TASK DIRECTIONS: Could you transcribe each record below exactly as written, setting the pictures aside?

GIVEN INFORMATION:

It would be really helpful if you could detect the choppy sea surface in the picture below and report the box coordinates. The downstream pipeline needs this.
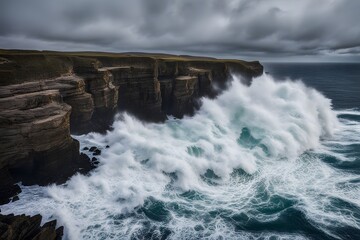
[2,63,360,239]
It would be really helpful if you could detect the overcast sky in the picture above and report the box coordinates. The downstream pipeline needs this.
[1,0,359,61]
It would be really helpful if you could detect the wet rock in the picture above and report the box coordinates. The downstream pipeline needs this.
[0,214,63,240]
[93,149,101,156]
[11,196,19,202]
[55,226,64,240]
[83,147,89,151]
[0,168,21,205]
[89,146,97,152]
[0,184,21,205]
[105,145,110,148]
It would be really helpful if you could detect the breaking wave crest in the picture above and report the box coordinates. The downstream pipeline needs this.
[3,74,360,239]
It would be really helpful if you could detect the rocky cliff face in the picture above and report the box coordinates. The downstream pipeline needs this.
[0,78,93,189]
[0,50,263,205]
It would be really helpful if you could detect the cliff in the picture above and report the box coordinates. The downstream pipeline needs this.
[0,49,263,204]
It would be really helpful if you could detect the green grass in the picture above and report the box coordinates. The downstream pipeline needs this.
[0,49,255,64]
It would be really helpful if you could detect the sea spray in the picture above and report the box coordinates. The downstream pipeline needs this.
[2,74,359,239]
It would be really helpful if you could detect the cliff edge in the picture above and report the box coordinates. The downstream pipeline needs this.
[0,49,263,204]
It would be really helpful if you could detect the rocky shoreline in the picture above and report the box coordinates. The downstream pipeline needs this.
[0,49,263,238]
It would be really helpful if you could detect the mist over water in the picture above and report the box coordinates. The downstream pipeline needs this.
[2,74,360,239]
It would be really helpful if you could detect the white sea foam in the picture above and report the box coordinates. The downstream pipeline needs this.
[2,74,359,240]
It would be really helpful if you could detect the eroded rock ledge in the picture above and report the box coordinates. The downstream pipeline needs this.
[0,49,263,204]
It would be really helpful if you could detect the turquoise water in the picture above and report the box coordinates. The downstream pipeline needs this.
[2,64,360,239]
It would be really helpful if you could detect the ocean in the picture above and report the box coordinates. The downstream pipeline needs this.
[2,63,360,240]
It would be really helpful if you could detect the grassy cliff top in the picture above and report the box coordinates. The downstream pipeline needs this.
[0,49,258,64]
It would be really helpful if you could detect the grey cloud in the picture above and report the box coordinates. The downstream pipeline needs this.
[0,0,359,61]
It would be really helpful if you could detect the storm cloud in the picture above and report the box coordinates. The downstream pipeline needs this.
[1,0,359,61]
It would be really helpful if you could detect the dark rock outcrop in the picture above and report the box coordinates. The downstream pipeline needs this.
[0,169,21,205]
[0,80,94,186]
[0,214,63,240]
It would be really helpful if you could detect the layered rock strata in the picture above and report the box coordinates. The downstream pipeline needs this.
[0,78,93,189]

FINISHED EXERCISE:
It would be really helpful if you could detect the choppy sea surface in the picture below and report the box coordinates. The downstream pipeline needs this.
[2,63,360,239]
It would be really helpful if you could detect the overcast sky in the picture above and report the box coordinates. The downstream pipeline needs this.
[1,0,359,61]
It would be really helpful if you could detect the wet rock in the picture above and report the box coordinates. The downstream pipeline needs this.
[0,214,63,240]
[93,149,101,156]
[11,196,19,202]
[55,226,64,240]
[83,147,89,151]
[0,168,21,205]
[89,146,97,152]
[0,184,21,205]
[105,145,110,148]
It would be really helpful if you could detect the breaking wave crest in the picture above and report the box coordinates. The downstream pipeline needs this.
[3,74,360,239]
It would be really helpful if you could detect the rocky cliff face in the picture above and report the box coordinates. The downstream pipeline needs this.
[0,78,93,189]
[0,50,263,205]
It would be really helpful if you could detect the cliff in the picture above and report the box coordinates. The downstream pipeline needs this.
[0,49,263,204]
It would be really helpful if you could detect the green grass in the picture above and report the box coordinates. The downstream pipeline needs this.
[0,49,255,64]
It would be really helpful if you could detect the sea spray in the picture above and report the box coordinates. The downstream pipeline needs this.
[2,74,359,239]
It would be really helpful if you could detect the cliff edge in the picture above and report the box coordinates. The downstream pipeline needs this.
[0,49,263,204]
It would be really helpful if you could detect the rocky shoreline in the picture above and report the box coordinates. The downstream pipeline needs this.
[0,49,263,238]
It would be really helpful if you could detect the mist over water in the picture above and report the box coordinates. The downstream pipeline needs this.
[2,74,360,239]
It would be really helpful if you could detect the white sea foam in the picture above and report the box coordinates. The downstream pipeline needs this.
[2,74,359,240]
It would be really helpful if you could detect the eroded rock ledge in the picture above and report the box coordinates. The downstream pipeline needs this.
[0,49,263,204]
It would be really helpful if you could detect the turquoise water in the picture above and report the box coordinates. The downstream pipeline needs this.
[2,64,360,239]
It would be really helpful if you could detect the ocean in the picture above and report the box coordinates. The downstream pipeline needs this.
[2,63,360,240]
It would be really helpful if you could detect the grassy cliff top in the picture above and report the box coordinates. The downstream pipeline needs this.
[0,49,258,64]
It would be really helpful if you could detect the grey cloud in the picture above and report the box coordinates. The downstream pipeline needs this.
[0,0,359,61]
It would be really helpful if you could detect the storm cloud in the picture above and report the box coordinates. The downstream pipeline needs this.
[1,0,359,61]
It would be really helpful if you could detect the dark rock outcrop in the picture above and report the box coordinates. The downstream pipeline needs this.
[0,169,21,205]
[0,80,94,186]
[0,214,63,240]
It would be really helpful if you could detect the layered rock strata in the picture above and report the box coordinates. The downstream pipeline needs this.
[0,78,93,189]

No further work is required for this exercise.